++++ Provided data ++++

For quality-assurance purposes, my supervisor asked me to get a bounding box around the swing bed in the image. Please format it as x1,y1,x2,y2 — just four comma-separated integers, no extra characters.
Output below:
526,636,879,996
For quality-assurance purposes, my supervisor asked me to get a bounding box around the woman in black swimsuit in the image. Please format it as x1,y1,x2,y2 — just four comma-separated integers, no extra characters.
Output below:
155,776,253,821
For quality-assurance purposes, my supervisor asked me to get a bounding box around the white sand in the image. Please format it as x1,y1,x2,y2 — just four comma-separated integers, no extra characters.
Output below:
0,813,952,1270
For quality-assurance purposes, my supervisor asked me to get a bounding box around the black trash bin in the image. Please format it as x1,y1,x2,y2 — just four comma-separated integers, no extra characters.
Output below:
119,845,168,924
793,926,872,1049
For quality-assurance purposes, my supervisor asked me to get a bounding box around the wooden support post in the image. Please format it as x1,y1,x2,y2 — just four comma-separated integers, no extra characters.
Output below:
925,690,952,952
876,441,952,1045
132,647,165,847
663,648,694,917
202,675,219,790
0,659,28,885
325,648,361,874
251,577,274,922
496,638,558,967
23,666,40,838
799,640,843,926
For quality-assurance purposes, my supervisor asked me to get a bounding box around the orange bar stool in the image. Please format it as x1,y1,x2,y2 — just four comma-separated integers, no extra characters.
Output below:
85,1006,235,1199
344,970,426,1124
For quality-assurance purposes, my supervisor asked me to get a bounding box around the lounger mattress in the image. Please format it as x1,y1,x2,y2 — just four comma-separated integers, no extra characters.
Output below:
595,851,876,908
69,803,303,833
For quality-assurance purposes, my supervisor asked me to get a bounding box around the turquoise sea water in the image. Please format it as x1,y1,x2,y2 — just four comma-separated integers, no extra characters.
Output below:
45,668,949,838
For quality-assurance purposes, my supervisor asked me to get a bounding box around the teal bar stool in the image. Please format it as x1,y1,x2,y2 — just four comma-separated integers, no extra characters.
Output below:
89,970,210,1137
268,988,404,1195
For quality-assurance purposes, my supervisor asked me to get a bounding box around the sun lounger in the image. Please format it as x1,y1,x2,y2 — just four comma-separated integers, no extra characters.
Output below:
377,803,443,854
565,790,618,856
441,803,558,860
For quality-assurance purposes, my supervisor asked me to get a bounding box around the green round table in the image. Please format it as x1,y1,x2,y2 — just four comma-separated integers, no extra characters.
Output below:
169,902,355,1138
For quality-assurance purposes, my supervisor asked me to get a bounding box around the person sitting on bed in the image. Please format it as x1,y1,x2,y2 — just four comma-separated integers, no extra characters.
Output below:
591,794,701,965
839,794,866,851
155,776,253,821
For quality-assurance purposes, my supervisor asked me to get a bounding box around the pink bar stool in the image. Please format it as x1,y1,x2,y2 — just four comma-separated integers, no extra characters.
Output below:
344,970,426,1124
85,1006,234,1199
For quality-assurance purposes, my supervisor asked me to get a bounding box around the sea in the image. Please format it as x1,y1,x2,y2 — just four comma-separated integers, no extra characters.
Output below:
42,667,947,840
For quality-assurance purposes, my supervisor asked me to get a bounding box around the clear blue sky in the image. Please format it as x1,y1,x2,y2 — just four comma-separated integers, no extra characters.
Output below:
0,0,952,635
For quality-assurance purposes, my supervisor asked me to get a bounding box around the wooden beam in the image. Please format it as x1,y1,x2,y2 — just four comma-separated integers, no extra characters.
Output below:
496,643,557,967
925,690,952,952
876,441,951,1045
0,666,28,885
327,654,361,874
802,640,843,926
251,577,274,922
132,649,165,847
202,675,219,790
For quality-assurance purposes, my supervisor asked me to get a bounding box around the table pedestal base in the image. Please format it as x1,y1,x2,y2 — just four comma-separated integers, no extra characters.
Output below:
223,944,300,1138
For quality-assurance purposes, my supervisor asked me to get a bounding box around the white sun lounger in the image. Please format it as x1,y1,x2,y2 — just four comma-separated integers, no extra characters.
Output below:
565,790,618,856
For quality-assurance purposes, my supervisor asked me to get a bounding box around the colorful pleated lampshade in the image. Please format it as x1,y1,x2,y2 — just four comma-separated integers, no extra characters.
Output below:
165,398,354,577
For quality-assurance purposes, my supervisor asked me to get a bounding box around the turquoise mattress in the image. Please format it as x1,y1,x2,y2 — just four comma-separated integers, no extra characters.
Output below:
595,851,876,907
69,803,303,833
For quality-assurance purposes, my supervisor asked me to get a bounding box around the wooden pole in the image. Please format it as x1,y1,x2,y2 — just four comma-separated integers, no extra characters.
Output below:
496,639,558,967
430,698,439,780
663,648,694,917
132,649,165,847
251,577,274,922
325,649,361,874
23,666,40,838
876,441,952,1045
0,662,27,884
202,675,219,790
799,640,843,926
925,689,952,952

++++

• _Stated exercise_:
Rewrite every line of the records above as a JSON list of strings, one string per line, leaving out any blank lines.

• _Solution to this problem_:
[
  "For quality-assurance purposes, my supervisor asked me to get a bounding box around the swing bed in the image. Please format it as x1,y1,x2,y2 — just four comma-separated integers, no extra characters.",
  "Output below:",
  "526,636,879,996",
  "For quality-assurance purposes, my supervisor asked me to get a bounding box around the woman in black swimsuit in the image. Please format it as x1,y1,x2,y2 — just four comma-separated integers, no extra characters.",
  "Output below:",
  "155,776,253,821",
  "For quality-assurance purposes, my supervisor asked me to get a bounding box around the white sand in the image. Please format it as x1,y1,x2,y2 — just four comma-separated integers, no extra characters.",
  "Output below:",
  "0,813,952,1270",
  "For quality-assurance purposes, my supervisor asked me to get a bounding box around the black trash bin in the image. Please format it as x1,y1,x2,y2 — just four comma-separated integers, no extra characters.",
  "Output below:",
  "119,845,168,924",
  "793,926,872,1049",
  "For quality-assurance purposes, my supervisor asked me to get a bounding box around the wooden support post in the image. Please format it as x1,y1,x2,y2 — just four comma-separated integers, no extra characters.",
  "Output below:",
  "925,690,952,952",
  "876,441,952,1045",
  "132,647,165,847",
  "663,648,694,917",
  "202,675,219,790",
  "0,659,28,885",
  "325,648,361,874",
  "251,577,274,922",
  "496,638,558,967",
  "23,666,40,838",
  "799,640,843,926",
  "For quality-assurance purposes, my supervisor asked me to get a bounding box around the orange bar stool in the image. Please format it as x1,y1,x2,y2 — just four comma-separated integers, no extra characters.",
  "Output below:",
  "85,1006,235,1199",
  "344,970,426,1124",
  "For quality-assurance purposes, my supervisor asked me to get a bounding box around the lounger mattress in the image. Please format it as x1,y1,x2,y2 — just four comma-separated integers, no extra characters.",
  "Output below:",
  "595,851,876,908",
  "69,803,303,833",
  "For quality-assurance purposes, my supervisor asked me to get a bounding box around the turquoise sea water in the image. Please format it as x1,y1,x2,y2 — just four comma-separated integers, no extra characters.",
  "Output below:",
  "45,668,949,838",
  "For quality-assurance purposes, my supervisor asked me to get a bounding box around the teal bar stool in the image. Please format it as x1,y1,x2,y2 — just four comma-separated integers, no extra characters.",
  "Output below:",
  "89,970,210,1137",
  "268,988,404,1195",
  "For quality-assurance purposes, my supervisor asked me to get a bounding box around the sun lounger in the image. Please format it as x1,y1,x2,y2 — just four comma-separated integers, no extra characters.",
  "Output below:",
  "377,803,443,854",
  "565,790,618,856",
  "441,803,558,860",
  "For quality-assurance purposes, my supervisor asked me to get a bounding box around the green round table in the image. Please format it as x1,y1,x2,y2 — just four comma-separated integers, no extra characters.",
  "Output below:",
  "169,902,355,1138",
  "For quality-assurance purposes, my supervisor asked me to get a bounding box around the person sitting on bed in the image. Please format it as x1,y1,x2,y2 — just four comma-separated integers, no extra characters.",
  "Output below:",
  "591,794,701,965",
  "839,794,866,851",
  "155,776,253,821",
  "For quality-assurance purposes, my supervisor asked me to get a bounding box around the pink bar stool in the image. Please format it as x1,y1,x2,y2 — just four comma-separated integers, no extra characters.",
  "Output below:",
  "344,970,426,1124",
  "85,1006,234,1199",
  "For quality-assurance purposes, my supervisor asked me to get a bounding box around the sea in the image. Please format it as x1,y1,x2,y2 — just four comma-separated integers, no extra characters.",
  "Output below:",
  "42,667,947,840",
  "For quality-assurance purposes, my supervisor asked me to get a bounding box around the clear blue sky in the image. Please format it as x1,y1,x2,y2 — just four comma-separated integers, no extra characters.",
  "Output below:",
  "0,0,952,635",
  "For quality-assurance purposes, my supervisor asked me to get a bounding box around the wooden beam in the image. Please format it as x1,y1,x2,y2 — just four comma-separated integers, no extra characters.",
  "Output below:",
  "496,643,557,967",
  "925,690,952,952",
  "876,441,951,1045",
  "0,666,28,885",
  "327,654,361,874",
  "802,640,843,926",
  "251,577,274,922",
  "132,649,165,847",
  "202,675,219,790",
  "For quality-assurance purposes, my supervisor asked me to get a bounding box around the table pedestal base in the image. Please format it as x1,y1,x2,y2 — just four comma-separated integers, no extra characters.",
  "Output below:",
  "223,944,300,1138",
  "For quality-assurance purposes, my supervisor asked me to get a bounding box around the white sun lounger in the image. Please format it as x1,y1,x2,y2 — just four comma-separated integers, no extra characters.",
  "Output below:",
  "565,790,618,856",
  "For quality-assurance purposes, my supervisor asked me to get a bounding box around the colorful pleated lampshade in the image. Please format it as x1,y1,x2,y2 — just four comma-separated integers, no extra characters.",
  "Output below:",
  "165,398,354,577",
  "For quality-assurance purposes, my supervisor asked me to get a bounding box around the turquoise mattress in the image. Please format it as x1,y1,x2,y2 — just four comma-separated integers, no extra characters.",
  "Output below:",
  "595,851,876,907",
  "69,803,303,833",
  "For quality-assurance purposes, my supervisor asked me to get a bounding box around the wooden pole in the image. Please format it as x1,y1,x2,y2 — just four comma-separated integers, no extra characters.",
  "Output below:",
  "496,639,558,967",
  "430,698,439,780",
  "663,648,694,917",
  "132,649,165,847",
  "251,577,274,922",
  "325,649,361,874",
  "23,666,40,838",
  "876,441,952,1045",
  "0,662,27,884",
  "202,675,219,790",
  "799,640,843,926",
  "925,689,952,952"
]